Saved entries:

Content starts

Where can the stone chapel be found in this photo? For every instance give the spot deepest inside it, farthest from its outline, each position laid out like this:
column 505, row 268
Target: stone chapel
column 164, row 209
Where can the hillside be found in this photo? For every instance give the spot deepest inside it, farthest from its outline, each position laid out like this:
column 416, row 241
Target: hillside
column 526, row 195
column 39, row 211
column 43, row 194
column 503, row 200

Content ends
Content starts

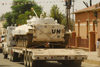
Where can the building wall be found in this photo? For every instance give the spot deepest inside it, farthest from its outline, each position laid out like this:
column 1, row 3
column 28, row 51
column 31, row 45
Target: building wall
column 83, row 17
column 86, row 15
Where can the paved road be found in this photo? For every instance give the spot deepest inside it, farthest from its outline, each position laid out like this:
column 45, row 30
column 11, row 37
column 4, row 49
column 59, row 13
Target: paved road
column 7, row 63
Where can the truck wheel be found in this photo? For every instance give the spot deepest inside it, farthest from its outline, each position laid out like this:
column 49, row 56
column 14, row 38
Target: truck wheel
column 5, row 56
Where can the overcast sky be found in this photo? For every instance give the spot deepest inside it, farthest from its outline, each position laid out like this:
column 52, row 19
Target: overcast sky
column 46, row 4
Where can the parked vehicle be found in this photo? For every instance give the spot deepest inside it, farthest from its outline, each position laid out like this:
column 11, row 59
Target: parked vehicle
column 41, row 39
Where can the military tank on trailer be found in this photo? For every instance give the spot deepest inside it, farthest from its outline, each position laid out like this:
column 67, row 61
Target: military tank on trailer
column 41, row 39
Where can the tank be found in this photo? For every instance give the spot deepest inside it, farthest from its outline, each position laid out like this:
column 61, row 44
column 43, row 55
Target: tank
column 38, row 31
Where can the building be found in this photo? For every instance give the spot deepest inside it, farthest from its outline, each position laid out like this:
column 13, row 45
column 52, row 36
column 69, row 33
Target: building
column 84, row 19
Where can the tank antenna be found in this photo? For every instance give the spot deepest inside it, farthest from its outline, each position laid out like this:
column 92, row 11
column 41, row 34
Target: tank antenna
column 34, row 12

Content ends
Content starts

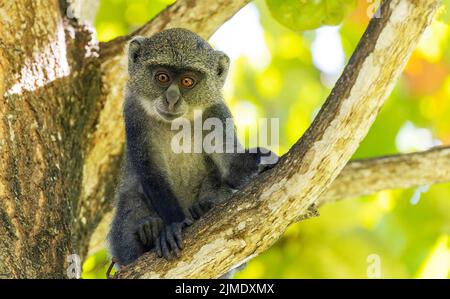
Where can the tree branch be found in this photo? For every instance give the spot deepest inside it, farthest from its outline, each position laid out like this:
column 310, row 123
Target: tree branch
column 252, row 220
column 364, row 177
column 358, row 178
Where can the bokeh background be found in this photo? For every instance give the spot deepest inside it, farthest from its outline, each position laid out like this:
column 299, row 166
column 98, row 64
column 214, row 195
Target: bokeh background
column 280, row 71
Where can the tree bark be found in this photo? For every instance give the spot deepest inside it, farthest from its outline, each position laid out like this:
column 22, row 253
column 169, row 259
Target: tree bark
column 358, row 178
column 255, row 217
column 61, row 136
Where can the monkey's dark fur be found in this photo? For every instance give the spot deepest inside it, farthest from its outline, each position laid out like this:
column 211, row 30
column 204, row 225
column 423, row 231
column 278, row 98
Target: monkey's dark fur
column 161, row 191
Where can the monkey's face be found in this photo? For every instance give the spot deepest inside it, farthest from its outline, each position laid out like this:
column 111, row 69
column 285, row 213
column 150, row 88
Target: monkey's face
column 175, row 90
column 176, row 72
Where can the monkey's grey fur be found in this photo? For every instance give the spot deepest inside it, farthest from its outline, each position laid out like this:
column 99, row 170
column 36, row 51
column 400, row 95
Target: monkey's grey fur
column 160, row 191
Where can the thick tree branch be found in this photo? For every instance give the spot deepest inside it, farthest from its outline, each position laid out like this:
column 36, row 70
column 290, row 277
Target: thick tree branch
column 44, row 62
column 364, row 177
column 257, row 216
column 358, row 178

Content ends

WORK TO BE COMPLETED: Of all the entries above, repeat only the lines from the line that has "column 299, row 166" to the line that has "column 111, row 69", both lines included, exactly.

THE COMPLETED TASK:
column 299, row 166
column 98, row 64
column 214, row 195
Target: bokeh background
column 280, row 71
Where can the tree bark be found in this photo? For every instance give the spot deepest inside it, farthest from its outline, each position laid out like this:
column 22, row 253
column 169, row 259
Target: tree bark
column 358, row 178
column 255, row 217
column 61, row 136
Where can the monkey's dark fur be found in this photo? For every instance give the spot deepest inside it, farthest from its outline, each position laid out like this:
column 211, row 30
column 204, row 225
column 423, row 231
column 278, row 98
Target: monkey's dark fur
column 161, row 191
Where can the monkey's face be found in this photo? For every instance give the spot deepest inside it, farthest from its outline, each position laid out like this:
column 111, row 69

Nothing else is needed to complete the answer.